>> start

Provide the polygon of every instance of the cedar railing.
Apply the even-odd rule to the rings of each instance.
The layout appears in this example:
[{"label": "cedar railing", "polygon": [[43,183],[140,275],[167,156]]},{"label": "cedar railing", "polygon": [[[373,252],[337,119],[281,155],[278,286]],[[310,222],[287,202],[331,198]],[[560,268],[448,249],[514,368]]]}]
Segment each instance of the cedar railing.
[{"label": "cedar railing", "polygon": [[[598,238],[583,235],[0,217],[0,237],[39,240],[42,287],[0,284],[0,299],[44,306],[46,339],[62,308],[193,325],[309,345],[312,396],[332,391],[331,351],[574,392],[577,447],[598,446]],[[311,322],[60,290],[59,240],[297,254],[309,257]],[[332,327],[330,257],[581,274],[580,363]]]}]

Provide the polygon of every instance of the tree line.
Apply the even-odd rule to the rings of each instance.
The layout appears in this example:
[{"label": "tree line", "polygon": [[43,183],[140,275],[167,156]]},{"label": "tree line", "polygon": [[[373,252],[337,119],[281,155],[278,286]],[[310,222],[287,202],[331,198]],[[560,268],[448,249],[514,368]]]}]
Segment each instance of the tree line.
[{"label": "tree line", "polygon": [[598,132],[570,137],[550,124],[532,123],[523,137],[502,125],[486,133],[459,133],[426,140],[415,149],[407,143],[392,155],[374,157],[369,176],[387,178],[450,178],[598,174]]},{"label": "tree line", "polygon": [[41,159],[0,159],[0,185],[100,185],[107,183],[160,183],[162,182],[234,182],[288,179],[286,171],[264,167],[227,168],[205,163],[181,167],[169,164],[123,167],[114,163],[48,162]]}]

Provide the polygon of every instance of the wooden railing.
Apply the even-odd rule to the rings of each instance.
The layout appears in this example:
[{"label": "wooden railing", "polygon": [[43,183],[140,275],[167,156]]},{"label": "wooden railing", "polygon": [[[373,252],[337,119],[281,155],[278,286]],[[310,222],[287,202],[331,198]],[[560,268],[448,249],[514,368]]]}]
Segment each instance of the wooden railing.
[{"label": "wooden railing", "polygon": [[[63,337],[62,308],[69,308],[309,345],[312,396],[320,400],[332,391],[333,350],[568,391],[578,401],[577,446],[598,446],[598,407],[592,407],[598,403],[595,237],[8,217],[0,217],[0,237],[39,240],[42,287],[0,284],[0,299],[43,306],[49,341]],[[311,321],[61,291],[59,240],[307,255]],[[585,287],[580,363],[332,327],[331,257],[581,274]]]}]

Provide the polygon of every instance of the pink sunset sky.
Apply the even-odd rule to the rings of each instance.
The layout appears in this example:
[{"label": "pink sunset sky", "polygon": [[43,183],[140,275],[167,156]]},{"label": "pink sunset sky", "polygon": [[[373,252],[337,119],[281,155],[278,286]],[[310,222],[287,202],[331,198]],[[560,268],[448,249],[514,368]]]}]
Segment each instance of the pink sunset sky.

>> end

Prompt: Copy out the material exactly, starting at the line that contains "Provide the polygon of every instance of the wooden" and continuing through the last line of the material, with both ends included.

Correct result:
Provide the polygon of every instance of the wooden railing.
Apply the even-odd rule to the rings of each instance.
The layout appears in this example:
[{"label": "wooden railing", "polygon": [[43,183],[140,275],[167,156]]},{"label": "wooden railing", "polygon": [[[373,252],[337,119],[281,155],[278,286]],[[310,222],[287,202],[331,198]],[[560,268],[448,249],[514,368]]]}]
Segment each instance of the wooden railing.
[{"label": "wooden railing", "polygon": [[[63,337],[62,308],[69,308],[309,345],[312,396],[320,400],[332,391],[333,350],[568,391],[578,401],[577,446],[598,446],[598,407],[592,407],[598,403],[595,237],[8,217],[0,217],[0,237],[39,240],[42,287],[0,284],[0,299],[43,306],[49,341]],[[311,321],[61,291],[59,240],[307,255]],[[585,287],[580,363],[332,327],[331,257],[581,274]]]}]

Provide the polygon of every instance of the pink sunset sky.
Apply the even-odd rule to the rings of each instance.
The layout appears in this example:
[{"label": "pink sunset sky", "polygon": [[43,183],[140,275],[167,156]]},{"label": "pink sunset sky", "polygon": [[[373,252],[337,119],[281,155],[278,286]],[[310,222],[287,202],[331,198]],[[560,268],[448,249],[514,368]]]}]
Segment each instance of the pink sunset sky.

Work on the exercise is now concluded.